> **Work request 1**
Answer these about the passage on Alfred:
(a) Where was Alfred beleaguered?
(b) Who appears to Alfred in a vision when the poem opens?
(c) Over whom did Alfred lead Wessex to victory?
> **Work request 2**
Which present-day crises does the passage on Alfred name?
> **Work request 3**
In the passage on Alfred, why might the challenge in the vision be "as much as we need"?

As we gear up for one of the most apparently foreboding winters in living memory, can we draw some comfort from the story of this most iconic of our historical figures?  Compounded crises of Covid and climate change, to say nothing of Brexit, rebound upon our knowledge and imaginations and need no rehearsal here.  Is it valid then, at such a time, to think of Alfred beleaguered on the Isle of Athelney in the marshes of Somerset, his army reduced to little more than a bodyguard, resorting to guerrilla warfare, his fortunes at the lowest of ebbs? The poem opens with a careworn Alfred receiving a vision of the Virgin Mary who implores him to take heart, to have “faith without a hope” even at this point of nadir.

It’s a challenge as much as a promise.  And perhaps that challenge is as much as we need – to go forward out of a kind of bloody-mindedness when there are no promises, no guarantees.  Alfred was eventually successful of course, he led Wessex to victory over the Danes and won peace for a generation and the survival, and actual flourishing, of the Anglo-Saxon world; a world that, back in the marshes, had seemed on the brink of annihilation.

> **Given information**
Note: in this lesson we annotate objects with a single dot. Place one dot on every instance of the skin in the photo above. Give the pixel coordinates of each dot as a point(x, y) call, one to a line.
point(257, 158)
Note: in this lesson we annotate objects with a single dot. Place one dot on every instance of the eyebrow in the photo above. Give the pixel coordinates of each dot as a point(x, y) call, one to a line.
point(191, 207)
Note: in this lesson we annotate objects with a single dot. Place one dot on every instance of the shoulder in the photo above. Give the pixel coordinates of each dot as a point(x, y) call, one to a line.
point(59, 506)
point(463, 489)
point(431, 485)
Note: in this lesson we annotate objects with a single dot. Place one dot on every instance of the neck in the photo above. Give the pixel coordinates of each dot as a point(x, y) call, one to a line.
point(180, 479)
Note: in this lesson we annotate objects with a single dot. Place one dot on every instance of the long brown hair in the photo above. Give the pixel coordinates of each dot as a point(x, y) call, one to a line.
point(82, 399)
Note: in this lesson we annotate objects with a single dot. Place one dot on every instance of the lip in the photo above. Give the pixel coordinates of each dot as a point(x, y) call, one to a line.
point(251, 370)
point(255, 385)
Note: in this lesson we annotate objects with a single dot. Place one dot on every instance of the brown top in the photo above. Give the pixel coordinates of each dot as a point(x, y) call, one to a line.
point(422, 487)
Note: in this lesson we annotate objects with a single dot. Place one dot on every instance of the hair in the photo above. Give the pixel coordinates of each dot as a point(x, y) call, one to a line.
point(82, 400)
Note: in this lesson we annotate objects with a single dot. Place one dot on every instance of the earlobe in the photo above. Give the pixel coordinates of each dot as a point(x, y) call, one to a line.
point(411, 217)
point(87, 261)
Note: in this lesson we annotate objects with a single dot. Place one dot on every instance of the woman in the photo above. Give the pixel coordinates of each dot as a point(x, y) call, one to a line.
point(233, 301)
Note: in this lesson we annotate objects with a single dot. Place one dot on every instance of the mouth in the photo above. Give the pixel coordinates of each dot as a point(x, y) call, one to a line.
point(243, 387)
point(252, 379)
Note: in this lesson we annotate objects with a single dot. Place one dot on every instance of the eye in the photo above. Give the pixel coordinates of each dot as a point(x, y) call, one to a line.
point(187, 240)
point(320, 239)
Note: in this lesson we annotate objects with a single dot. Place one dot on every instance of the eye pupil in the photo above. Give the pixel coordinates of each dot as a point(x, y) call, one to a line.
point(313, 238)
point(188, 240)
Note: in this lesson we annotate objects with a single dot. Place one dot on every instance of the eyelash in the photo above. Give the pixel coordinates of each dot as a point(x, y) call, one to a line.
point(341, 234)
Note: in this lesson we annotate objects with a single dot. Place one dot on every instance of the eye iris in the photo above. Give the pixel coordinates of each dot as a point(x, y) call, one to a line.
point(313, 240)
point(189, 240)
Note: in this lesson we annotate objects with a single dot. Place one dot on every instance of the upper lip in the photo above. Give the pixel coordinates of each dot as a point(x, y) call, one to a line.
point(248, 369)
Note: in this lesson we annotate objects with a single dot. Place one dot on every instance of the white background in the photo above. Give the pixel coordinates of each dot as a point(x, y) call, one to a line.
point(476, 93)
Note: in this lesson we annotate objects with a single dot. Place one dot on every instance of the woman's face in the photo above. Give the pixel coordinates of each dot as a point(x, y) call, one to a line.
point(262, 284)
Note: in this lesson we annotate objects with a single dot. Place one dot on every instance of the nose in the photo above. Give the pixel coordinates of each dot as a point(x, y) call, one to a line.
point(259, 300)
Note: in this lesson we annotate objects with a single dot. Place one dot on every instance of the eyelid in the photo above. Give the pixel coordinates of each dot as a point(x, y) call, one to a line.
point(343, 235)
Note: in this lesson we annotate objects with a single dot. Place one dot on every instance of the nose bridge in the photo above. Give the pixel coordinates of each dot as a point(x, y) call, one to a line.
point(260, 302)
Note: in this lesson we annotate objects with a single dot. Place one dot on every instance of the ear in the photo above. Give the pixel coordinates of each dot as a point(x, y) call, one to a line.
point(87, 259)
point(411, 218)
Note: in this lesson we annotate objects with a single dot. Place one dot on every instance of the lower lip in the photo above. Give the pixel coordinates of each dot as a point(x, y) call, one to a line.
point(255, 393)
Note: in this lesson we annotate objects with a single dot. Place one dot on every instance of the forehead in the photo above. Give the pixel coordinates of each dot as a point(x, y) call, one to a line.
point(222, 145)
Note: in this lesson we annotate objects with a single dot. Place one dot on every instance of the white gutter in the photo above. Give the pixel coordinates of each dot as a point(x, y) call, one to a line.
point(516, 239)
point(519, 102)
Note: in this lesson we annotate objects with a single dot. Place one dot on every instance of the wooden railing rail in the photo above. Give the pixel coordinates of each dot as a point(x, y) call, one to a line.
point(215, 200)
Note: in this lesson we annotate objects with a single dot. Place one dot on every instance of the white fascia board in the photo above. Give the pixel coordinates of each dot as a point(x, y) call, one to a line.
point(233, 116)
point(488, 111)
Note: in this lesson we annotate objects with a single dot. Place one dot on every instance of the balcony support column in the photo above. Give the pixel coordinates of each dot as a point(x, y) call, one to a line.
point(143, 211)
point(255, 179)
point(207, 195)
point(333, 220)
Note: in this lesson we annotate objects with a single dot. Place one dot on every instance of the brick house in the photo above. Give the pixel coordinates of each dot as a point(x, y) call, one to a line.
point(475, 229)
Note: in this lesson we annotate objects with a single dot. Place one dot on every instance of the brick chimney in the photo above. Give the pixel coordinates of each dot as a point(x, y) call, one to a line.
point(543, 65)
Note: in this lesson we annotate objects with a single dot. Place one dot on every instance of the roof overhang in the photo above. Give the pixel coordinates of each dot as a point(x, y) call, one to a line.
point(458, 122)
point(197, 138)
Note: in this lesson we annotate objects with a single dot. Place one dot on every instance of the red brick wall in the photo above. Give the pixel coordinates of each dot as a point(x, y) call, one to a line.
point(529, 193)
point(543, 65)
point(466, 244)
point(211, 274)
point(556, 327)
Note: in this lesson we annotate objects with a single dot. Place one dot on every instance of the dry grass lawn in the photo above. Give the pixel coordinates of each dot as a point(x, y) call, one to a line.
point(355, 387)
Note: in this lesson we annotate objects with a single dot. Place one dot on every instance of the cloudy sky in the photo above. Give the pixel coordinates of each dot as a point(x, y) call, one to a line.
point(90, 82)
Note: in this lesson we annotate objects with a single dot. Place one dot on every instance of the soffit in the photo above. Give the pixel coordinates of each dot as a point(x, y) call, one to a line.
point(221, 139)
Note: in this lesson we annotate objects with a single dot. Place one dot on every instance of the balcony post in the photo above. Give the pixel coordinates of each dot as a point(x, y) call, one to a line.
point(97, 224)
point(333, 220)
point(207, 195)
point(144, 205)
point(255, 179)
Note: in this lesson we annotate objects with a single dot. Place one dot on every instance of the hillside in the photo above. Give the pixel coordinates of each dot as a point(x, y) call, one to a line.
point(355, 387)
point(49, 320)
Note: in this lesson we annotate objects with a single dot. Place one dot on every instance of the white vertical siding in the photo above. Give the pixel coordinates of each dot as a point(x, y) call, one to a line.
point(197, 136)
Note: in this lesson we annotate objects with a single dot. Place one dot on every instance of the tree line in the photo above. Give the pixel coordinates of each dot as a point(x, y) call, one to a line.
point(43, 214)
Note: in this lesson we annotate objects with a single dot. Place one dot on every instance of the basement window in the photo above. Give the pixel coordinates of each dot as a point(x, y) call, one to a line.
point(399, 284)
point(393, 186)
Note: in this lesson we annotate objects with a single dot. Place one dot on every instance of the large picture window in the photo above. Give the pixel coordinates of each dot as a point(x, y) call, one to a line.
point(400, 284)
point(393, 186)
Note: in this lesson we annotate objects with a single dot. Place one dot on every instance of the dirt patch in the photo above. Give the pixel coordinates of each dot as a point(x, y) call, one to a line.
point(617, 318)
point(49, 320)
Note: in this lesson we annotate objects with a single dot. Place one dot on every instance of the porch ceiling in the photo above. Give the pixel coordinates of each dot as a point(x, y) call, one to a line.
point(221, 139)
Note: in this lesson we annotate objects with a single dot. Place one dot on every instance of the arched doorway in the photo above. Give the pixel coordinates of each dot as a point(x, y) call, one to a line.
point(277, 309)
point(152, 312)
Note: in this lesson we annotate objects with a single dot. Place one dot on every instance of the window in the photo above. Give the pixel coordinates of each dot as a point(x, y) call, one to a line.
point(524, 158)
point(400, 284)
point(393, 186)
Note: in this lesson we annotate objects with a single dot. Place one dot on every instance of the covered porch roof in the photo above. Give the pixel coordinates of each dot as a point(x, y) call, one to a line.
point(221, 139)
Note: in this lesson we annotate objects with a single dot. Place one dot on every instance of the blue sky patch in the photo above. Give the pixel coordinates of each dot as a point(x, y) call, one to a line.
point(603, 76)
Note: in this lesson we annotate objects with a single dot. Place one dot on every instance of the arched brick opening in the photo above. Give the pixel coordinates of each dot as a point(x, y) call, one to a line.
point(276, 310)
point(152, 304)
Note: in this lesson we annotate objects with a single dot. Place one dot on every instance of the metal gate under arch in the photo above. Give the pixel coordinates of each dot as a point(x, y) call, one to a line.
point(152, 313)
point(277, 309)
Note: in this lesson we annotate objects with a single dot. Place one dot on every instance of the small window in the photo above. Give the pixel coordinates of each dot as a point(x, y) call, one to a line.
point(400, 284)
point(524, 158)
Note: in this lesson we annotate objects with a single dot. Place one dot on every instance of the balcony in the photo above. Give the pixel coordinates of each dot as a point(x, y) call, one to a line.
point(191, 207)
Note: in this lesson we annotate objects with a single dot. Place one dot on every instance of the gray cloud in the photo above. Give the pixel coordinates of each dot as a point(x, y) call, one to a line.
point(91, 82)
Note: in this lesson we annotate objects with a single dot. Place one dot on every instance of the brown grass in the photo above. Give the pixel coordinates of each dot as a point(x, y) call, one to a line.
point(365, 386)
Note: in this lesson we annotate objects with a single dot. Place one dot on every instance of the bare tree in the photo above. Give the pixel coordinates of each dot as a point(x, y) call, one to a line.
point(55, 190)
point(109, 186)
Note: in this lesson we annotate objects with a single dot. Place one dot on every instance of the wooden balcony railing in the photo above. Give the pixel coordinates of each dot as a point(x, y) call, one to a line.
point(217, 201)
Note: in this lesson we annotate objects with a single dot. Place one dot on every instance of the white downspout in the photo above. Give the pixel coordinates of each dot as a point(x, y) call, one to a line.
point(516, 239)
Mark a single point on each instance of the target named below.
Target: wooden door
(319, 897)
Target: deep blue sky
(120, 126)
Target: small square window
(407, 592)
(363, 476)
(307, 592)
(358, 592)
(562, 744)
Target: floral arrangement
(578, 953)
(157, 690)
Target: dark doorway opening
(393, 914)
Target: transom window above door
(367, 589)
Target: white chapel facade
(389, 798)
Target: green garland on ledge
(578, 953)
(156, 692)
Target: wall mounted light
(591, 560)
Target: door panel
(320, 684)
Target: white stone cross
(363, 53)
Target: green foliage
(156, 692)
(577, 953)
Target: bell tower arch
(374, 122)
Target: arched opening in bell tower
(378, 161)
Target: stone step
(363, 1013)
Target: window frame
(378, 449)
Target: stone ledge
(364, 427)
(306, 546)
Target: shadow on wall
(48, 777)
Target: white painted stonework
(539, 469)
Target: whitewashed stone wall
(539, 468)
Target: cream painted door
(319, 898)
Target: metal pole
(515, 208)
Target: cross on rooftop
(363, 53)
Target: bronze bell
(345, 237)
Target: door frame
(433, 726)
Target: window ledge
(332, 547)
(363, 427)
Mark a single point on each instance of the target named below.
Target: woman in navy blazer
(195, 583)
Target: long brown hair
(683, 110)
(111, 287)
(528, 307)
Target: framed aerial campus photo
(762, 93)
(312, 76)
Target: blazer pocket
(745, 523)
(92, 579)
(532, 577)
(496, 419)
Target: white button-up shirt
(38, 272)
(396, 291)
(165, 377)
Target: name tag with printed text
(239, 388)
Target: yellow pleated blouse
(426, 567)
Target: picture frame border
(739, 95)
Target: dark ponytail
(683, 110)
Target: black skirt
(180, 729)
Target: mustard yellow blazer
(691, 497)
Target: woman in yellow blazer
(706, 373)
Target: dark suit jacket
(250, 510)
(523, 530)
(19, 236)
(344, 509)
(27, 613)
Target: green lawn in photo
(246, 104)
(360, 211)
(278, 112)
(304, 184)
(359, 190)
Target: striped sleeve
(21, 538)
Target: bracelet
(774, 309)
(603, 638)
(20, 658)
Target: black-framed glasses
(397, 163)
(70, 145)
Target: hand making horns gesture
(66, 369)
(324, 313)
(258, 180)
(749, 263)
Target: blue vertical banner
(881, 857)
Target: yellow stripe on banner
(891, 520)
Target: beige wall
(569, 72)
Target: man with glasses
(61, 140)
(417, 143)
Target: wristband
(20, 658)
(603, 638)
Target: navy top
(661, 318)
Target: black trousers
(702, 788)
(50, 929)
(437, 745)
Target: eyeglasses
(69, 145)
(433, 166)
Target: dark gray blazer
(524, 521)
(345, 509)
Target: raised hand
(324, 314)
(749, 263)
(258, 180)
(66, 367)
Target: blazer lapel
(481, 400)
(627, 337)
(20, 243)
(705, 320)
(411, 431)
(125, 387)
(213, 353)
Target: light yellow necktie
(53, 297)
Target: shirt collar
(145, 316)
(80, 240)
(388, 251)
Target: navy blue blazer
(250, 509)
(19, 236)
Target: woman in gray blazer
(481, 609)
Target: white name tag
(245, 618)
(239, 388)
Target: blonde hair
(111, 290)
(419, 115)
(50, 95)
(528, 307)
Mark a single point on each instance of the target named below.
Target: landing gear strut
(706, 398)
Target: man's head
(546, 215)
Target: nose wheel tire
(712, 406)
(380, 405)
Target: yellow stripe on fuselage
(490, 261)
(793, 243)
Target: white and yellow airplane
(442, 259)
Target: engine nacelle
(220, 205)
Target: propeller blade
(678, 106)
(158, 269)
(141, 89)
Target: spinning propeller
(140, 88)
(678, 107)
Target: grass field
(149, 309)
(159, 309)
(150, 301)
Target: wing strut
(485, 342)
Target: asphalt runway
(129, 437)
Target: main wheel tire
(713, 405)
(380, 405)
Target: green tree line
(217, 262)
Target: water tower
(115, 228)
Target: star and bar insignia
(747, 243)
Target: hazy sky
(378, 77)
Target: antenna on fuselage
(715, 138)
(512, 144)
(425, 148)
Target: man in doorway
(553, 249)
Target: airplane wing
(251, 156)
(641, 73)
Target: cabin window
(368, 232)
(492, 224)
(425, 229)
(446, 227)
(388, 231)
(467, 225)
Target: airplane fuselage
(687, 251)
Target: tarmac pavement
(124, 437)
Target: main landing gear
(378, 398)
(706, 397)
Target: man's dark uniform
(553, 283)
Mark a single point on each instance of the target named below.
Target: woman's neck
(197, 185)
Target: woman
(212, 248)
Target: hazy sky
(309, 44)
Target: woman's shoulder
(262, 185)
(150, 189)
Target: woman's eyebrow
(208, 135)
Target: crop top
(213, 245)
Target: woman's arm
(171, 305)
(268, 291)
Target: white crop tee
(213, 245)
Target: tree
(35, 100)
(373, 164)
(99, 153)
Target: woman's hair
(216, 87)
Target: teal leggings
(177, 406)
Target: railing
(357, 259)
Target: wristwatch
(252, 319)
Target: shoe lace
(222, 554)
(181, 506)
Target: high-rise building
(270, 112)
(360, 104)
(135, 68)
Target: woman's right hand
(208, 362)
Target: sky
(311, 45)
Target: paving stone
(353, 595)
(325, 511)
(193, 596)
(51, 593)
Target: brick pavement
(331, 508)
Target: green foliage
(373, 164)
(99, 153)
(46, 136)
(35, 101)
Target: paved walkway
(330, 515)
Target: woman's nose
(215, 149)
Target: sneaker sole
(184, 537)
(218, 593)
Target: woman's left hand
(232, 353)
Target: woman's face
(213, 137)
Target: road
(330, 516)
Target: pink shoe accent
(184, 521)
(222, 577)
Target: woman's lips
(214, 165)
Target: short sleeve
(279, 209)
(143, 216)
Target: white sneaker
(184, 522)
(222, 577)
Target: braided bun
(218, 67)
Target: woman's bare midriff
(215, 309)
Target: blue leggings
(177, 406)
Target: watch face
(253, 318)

> **Task output 1**
(a) On the Isle of Athelney, in the marshes of Somerset.
(b) The Virgin Mary.
(c) The Danes.

> **Task output 2**
Covid, climate change, and Brexit.

> **Task output 3**
The vision urges "faith without a hope," and that challenge pushes us to go forward out of a kind of bloody-mindedness even when there are no promises and no guarantees.